## Direction
How many of the lines below contain the word "handrail"? Reply with the number alone.

>> begin Record excerpts

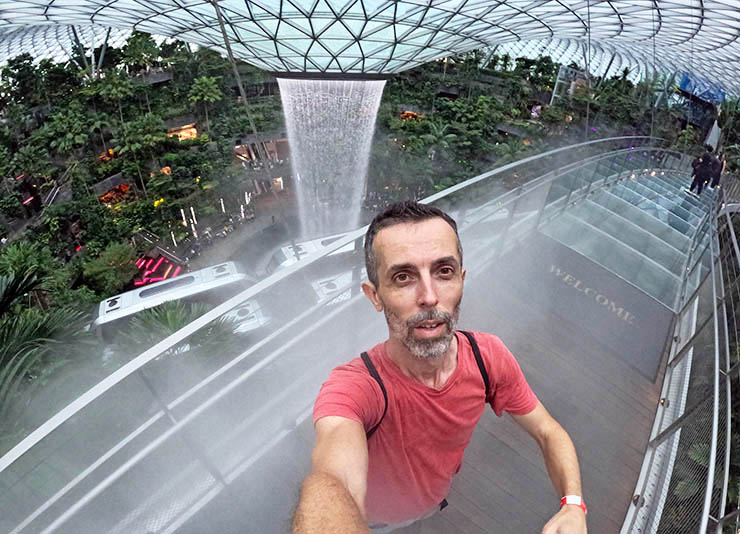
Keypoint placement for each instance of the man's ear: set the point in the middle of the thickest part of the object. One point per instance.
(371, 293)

>> end Record excerpts
>> begin Record excerpts

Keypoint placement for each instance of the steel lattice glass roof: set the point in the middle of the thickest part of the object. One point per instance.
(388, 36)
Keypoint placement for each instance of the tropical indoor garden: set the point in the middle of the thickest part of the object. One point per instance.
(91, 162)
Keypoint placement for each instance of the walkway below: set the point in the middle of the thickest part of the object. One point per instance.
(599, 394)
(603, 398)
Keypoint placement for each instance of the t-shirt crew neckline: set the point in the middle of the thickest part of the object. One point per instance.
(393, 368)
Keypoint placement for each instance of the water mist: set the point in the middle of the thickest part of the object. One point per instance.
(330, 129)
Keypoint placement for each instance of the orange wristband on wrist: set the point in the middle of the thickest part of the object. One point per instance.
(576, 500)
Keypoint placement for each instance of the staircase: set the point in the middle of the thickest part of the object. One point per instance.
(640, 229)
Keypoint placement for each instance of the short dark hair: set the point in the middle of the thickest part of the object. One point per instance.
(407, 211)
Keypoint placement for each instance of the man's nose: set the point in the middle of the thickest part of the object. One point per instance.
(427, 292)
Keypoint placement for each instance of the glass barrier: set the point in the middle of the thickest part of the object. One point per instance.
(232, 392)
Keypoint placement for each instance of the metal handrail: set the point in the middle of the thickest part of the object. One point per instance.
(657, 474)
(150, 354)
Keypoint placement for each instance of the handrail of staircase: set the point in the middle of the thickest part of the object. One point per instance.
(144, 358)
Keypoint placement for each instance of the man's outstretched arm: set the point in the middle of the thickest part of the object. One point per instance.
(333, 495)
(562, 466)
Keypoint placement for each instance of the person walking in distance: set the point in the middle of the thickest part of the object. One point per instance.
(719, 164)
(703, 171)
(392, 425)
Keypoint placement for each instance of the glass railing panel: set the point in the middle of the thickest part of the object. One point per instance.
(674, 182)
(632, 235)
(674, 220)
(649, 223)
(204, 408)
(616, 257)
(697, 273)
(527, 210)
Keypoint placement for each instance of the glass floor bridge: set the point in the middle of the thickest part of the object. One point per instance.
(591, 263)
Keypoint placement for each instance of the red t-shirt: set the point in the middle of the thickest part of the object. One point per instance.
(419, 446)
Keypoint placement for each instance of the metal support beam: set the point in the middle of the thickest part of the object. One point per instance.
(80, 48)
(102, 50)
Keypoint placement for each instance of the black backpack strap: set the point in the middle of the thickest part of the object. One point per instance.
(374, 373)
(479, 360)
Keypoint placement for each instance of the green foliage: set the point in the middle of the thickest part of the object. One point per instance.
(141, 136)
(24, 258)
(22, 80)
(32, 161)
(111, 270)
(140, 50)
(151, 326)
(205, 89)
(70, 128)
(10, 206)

>> end Record excerpts

## Task answer
2